*** Material for this task ***

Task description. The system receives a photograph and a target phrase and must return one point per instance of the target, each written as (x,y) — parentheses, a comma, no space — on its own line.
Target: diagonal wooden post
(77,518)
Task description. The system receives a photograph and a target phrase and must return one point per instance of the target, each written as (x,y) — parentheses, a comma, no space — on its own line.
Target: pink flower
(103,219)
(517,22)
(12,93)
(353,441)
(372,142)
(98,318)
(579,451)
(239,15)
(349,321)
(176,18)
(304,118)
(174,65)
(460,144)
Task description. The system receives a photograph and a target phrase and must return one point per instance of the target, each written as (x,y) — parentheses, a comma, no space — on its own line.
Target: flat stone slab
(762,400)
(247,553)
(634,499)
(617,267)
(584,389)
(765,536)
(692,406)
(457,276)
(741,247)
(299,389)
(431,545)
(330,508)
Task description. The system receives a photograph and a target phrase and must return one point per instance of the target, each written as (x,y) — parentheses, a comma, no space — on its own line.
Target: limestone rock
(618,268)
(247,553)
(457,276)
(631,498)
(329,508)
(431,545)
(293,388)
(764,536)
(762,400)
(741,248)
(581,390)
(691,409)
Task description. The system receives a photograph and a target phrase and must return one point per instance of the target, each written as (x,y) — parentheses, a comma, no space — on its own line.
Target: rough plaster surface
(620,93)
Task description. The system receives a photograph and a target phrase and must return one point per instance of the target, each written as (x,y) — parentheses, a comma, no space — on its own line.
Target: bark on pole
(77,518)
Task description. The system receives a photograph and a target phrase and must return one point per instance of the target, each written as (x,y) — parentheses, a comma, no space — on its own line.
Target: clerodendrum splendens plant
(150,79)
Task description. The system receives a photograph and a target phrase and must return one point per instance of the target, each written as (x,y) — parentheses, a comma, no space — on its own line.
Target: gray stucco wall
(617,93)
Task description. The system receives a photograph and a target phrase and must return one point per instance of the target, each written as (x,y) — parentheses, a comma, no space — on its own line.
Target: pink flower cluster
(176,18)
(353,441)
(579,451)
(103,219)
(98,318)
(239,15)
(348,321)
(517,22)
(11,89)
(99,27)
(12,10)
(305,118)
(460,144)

***

▶ _Directions_: The answer should be the full set of records, reproduced exactly.

▶ _Finished task_:
Task description. The system receives a photograph and a target phrase and must return one point per instance of the target, each written as (x,y) — parentheses, a comma, no space — on its own line.
Target: diagonal wooden post
(77,518)
Task description. The system receives a photograph and a target phrase and must return one point per instance of the target, each written as (x,y) — parentheses, a comma, no space — on its own line.
Target: pink flower
(103,219)
(517,22)
(12,93)
(353,441)
(372,142)
(98,318)
(579,451)
(239,15)
(349,321)
(176,18)
(304,118)
(174,65)
(460,144)
Task description. The system receives a photograph and a target phrase and must return one point per instance of the target, each written as (x,y) — parentheses, a comma, no space — on its own line.
Target: flat stone slab
(762,400)
(247,553)
(634,499)
(617,267)
(584,389)
(765,536)
(692,406)
(457,276)
(741,247)
(299,389)
(431,545)
(330,508)
Task description. The system receives a photograph and a target phrase and must return one point per instance of the target, each written as (x,y) — parentheses, a comma, no space — on its own line.
Target: limestone rock
(618,268)
(247,553)
(457,276)
(631,498)
(329,508)
(431,545)
(293,388)
(764,536)
(762,400)
(741,248)
(581,390)
(691,409)
Task description. The system receives a photograph and a target phrase and must return one point per instance of the target, each written as (x,y) — parentheses, a comma, no space — on its own line.
Target: rough plaster surface
(620,93)
Task description. The system receives a photograph and a target phrase and must return one point per instance of the target, each written as (x,y) — parentheses, a comma, no space — on its own line.
Target: bark on pole
(77,518)
Task description. The system receives a photograph and a target phrase and must return one point per instance of the target, each written as (x,y) — parentheses, a comma, no space — on its own line.
Target: clerodendrum splendens plant
(150,79)
Task description. The system receives a photograph and a target phrase and must return one point per instance of the target, each written as (x,y) — parentheses, a comma, no space — on its own line.
Target: gray stucco wall
(617,93)
Task description. The system receives a photograph and a target phrase and must return one point per instance of the target, each written as (x,y) — parentheses, a comma, no space — on its own line.
Target: pink flower cluster
(176,18)
(353,441)
(579,451)
(103,219)
(98,318)
(239,15)
(348,321)
(517,22)
(11,89)
(99,27)
(12,10)
(305,118)
(460,144)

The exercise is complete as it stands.